▸ Text to read

I have a Hughes solid flat 264-268 with a little more than .660 lift and the springs and retainers , edm lifters just sitting around.
It was a little small for my race only 470 but it made plenty of power. 600 ft lbs at 3k
 

10.5 512 with TF 240’s and what is essentially the equivalent of the Comp XS282S cam should easily make around 600ft/lbs tq……..but the duration is a little short for that combo to make a big hp number……..so I’d except the hp to be somewhat lower than the tq.

Adding duration won’t change the amount of peak tq much, but should allow the top half of the tq curve to fall off slower, which makes the math more favorable for a bigger HP number.

The trade off is……. More duration usually comes with reduced street friendly manners.

The basic engine combo would tolerate quite a jump in duration(like 20deg)………. But it would come with a noticeable drop in driveability.
 
10.5 512 with TF 240’s and what is essentially the equivalent of the Comp XS282S cam should easily make around 600ft/lbs tq……..but the duration is a little short for that combo to make a big hp number……..so I’d except the hp to be somewhat lower than the tq.

Adding duration won’t change the amount of peak tq much, but should allow the top half of the tq curve to fall off slower, which makes the math more favorable for a bigger HP number.

The trade off is……. More duration usually comes with reduced street friendly manners.

The basic engine combo would tolerate quite a jump in duration(like 20deg)………. But it would come with a noticeable drop in driveability.
What is the best way to feed 512" enough air to be efficient and street drivable.
 
Not sure what you mean.
With big hp/TQ an engine can basically run through the converter and it will continuously slip more than it should. There will always be a little bit of slip (unless you have a lock up) but a good quality converter will couple and accelerate the car. There’s a bit of math to determine how much the converter is slipping using gear, rpm, mph stuff and I’m suggesting you look in to it.

▸ Listed entries

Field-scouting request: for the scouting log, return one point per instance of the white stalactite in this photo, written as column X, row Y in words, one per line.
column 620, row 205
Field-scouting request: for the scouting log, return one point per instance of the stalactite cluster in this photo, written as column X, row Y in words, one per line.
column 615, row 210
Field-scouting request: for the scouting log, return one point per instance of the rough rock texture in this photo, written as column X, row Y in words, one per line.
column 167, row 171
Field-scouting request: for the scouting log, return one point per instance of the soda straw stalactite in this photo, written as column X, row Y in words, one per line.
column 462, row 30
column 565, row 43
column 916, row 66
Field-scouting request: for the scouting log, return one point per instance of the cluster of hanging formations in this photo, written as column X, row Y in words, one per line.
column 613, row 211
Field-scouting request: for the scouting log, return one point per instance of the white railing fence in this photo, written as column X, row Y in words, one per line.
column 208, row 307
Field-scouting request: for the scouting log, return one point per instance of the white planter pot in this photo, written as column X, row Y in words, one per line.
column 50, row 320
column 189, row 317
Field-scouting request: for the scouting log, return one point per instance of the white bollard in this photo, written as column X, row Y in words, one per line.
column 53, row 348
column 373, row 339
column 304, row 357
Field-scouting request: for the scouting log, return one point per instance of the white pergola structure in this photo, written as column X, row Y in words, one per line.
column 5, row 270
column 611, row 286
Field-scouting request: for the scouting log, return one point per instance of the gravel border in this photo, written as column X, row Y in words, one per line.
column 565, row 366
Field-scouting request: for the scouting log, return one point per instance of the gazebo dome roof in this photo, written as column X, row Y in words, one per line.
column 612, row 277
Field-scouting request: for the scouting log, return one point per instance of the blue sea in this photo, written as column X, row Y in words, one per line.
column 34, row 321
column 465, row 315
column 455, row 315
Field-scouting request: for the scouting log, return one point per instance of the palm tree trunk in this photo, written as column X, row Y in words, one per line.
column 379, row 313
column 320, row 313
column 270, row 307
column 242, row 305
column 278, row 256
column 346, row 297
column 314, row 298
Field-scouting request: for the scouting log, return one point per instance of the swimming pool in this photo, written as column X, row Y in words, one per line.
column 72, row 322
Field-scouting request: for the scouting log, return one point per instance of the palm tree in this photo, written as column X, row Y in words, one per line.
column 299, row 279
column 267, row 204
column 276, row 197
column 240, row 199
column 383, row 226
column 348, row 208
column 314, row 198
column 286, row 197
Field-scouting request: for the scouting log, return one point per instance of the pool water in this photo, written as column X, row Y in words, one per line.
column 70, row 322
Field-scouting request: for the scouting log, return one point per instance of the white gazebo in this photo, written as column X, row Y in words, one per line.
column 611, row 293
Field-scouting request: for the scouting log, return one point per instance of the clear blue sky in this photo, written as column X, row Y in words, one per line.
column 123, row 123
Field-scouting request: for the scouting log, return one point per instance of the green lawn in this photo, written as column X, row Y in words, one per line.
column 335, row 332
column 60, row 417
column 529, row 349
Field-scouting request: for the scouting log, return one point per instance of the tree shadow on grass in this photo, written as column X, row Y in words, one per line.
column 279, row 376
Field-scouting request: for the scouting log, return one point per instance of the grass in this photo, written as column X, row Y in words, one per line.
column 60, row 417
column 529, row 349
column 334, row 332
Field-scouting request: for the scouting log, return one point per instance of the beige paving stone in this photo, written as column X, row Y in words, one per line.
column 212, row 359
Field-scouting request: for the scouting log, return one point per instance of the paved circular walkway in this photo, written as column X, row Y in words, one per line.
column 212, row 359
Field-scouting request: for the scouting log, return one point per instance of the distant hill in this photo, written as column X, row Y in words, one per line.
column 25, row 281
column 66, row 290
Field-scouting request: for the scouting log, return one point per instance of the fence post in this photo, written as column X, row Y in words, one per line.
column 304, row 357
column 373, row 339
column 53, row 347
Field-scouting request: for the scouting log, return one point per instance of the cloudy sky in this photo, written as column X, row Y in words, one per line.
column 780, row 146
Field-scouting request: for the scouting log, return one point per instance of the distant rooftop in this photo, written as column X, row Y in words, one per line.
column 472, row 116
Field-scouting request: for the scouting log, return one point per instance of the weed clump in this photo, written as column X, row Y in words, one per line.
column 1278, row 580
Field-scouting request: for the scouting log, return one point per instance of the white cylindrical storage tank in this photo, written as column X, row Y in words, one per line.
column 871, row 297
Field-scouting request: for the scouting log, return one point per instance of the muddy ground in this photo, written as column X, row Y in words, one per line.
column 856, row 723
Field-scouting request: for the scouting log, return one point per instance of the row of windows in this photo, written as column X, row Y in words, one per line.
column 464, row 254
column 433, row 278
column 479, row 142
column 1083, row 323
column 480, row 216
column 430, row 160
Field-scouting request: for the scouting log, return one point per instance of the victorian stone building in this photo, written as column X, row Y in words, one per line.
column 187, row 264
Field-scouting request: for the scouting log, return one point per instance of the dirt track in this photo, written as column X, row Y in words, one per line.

▸ Task instructions
[1] Answer these questions using the cam discussion:
(a) How much lift does the Hughes solid flat cam have?
(b) What effect does adding duration have on peak torque?
(c) Roughly how large a jump in duration would the basic engine combo tolerate?
[2] Reproduce the part of the cam discussion between "With big hp/TQ" and "look in to it.", inclusive.

▸ Answers to the exercises
[1]
(a) A little more than .660 lift.
(b) It won't change the amount of peak torque much.
(c) About 20 degrees.

[2]
With big hp/TQ an engine can basically run through the converter and it will continuously slip more than it should. There will always be a little bit of slip (unless you have a lock up) but a good quality converter will couple and accelerate the car. There’s a bit of math to determine how much the converter is slipping using gear, rpm, mph stuff and I’m suggesting you look in to it.